→ **Dataset extract**
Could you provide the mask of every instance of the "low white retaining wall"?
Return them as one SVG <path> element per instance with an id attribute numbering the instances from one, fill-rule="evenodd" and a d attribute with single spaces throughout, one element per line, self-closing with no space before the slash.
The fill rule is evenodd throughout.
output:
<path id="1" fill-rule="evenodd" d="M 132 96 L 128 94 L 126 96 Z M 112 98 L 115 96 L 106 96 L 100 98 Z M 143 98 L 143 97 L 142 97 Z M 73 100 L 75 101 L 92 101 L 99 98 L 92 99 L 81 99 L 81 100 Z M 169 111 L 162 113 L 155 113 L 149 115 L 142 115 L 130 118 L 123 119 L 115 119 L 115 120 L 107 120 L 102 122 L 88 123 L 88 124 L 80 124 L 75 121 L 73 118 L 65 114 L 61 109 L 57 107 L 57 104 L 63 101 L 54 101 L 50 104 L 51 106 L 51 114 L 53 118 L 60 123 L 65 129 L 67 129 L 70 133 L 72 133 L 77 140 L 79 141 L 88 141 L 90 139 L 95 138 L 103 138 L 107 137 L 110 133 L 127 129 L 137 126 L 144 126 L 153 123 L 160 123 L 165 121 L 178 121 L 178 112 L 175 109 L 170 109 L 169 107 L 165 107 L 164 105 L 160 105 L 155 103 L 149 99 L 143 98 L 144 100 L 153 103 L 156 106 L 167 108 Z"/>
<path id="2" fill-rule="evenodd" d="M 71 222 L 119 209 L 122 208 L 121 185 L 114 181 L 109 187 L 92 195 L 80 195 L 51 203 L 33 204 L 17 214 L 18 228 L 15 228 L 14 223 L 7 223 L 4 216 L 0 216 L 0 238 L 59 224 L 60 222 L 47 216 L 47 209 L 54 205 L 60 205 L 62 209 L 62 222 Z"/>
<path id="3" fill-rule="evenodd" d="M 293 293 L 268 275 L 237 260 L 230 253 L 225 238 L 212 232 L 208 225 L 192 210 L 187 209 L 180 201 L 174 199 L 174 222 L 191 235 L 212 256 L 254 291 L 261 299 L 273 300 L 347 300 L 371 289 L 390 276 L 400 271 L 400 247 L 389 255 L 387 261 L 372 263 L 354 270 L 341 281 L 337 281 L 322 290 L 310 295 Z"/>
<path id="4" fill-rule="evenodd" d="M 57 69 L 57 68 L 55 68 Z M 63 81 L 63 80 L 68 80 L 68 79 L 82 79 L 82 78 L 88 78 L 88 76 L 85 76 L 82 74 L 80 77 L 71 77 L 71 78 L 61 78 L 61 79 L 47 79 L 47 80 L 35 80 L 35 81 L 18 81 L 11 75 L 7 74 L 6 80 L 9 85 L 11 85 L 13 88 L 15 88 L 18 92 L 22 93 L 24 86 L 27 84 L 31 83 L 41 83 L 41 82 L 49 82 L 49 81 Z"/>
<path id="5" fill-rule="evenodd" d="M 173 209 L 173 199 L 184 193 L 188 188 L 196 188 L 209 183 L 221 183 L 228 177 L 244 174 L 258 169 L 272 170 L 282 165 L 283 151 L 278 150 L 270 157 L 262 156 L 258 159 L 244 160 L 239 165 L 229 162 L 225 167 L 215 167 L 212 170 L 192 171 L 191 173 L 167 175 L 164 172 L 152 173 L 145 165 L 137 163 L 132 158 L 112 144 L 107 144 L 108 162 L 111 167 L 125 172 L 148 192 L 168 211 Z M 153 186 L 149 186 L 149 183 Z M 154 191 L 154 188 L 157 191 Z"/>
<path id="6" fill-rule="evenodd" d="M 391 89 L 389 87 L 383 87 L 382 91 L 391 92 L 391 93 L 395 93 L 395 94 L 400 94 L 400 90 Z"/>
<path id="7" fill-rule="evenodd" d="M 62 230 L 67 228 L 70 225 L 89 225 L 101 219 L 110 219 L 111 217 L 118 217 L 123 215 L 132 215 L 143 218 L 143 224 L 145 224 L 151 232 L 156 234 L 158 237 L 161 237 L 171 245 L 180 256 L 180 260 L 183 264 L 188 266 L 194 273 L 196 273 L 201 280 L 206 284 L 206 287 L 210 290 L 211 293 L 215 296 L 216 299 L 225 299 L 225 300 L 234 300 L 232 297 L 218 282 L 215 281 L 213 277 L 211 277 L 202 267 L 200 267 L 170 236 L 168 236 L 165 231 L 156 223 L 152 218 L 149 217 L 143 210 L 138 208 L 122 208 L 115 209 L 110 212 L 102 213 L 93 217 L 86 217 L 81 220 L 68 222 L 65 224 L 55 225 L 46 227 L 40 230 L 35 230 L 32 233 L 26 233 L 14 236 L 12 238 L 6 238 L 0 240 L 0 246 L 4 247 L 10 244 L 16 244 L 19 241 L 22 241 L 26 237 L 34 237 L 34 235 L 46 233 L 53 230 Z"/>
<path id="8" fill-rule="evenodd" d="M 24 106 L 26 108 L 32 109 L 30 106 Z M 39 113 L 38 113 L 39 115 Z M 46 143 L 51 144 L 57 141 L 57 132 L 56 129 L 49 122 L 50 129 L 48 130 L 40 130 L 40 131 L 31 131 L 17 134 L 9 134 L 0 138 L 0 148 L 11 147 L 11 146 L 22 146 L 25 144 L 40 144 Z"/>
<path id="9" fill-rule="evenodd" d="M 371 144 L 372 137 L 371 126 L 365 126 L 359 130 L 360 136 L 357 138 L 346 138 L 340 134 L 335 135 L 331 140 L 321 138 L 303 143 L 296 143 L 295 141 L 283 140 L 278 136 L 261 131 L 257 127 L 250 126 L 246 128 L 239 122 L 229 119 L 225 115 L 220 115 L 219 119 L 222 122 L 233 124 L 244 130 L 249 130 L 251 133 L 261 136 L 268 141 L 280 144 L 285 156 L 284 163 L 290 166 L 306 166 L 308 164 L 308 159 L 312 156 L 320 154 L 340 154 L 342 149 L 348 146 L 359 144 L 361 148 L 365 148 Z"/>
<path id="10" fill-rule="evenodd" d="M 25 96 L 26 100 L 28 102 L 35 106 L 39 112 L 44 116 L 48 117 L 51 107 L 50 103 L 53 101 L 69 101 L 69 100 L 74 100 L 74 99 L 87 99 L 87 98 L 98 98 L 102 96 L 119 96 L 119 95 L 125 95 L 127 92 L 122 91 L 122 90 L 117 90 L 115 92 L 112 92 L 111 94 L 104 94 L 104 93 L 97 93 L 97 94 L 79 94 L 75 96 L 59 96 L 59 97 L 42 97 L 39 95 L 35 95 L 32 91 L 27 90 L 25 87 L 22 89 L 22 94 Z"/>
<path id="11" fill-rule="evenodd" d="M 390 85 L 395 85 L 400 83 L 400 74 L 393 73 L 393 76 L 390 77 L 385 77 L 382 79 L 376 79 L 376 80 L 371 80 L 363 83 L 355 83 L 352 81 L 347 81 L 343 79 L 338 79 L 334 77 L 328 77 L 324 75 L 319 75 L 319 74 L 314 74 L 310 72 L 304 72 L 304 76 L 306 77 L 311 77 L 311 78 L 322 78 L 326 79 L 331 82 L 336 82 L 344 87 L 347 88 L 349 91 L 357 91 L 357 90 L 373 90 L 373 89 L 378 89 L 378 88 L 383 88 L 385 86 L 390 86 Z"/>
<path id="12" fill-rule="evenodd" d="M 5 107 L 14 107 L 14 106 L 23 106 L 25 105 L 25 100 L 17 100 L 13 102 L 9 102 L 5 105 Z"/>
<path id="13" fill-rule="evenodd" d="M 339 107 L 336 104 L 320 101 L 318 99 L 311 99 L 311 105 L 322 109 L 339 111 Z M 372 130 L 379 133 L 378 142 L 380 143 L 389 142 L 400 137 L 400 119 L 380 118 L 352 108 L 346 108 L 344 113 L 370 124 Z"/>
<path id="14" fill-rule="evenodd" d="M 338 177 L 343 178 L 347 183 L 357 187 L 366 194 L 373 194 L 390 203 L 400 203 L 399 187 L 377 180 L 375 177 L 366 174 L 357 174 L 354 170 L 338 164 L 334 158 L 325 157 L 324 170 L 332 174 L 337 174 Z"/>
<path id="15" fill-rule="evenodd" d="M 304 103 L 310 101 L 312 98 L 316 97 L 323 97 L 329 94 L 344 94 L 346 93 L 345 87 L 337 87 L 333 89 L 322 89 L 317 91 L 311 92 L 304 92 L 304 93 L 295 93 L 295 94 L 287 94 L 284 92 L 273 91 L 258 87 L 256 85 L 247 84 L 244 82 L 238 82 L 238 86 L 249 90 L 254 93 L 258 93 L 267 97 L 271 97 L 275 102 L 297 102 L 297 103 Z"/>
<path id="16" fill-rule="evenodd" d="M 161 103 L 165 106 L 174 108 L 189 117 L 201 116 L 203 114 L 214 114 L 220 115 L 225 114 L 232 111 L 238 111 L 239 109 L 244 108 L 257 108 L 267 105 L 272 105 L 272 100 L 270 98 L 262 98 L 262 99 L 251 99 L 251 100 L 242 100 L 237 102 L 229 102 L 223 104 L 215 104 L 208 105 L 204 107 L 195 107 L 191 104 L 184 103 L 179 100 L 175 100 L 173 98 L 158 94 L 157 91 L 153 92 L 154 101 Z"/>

→ **To be done**
Format every line from the start of the entries through the line containing "Return them as" as a JSON list of strings, with one string per line and blank lines omitted.

→ **Task solution**
[
  "Could you provide the mask of every instance of the \"low white retaining wall\"?",
  "Return them as one SVG <path> element per instance with an id attribute numbering the instances from one, fill-rule=\"evenodd\" and a d attribute with single spaces throughout, one element per line, self-closing with no space before the slash."
]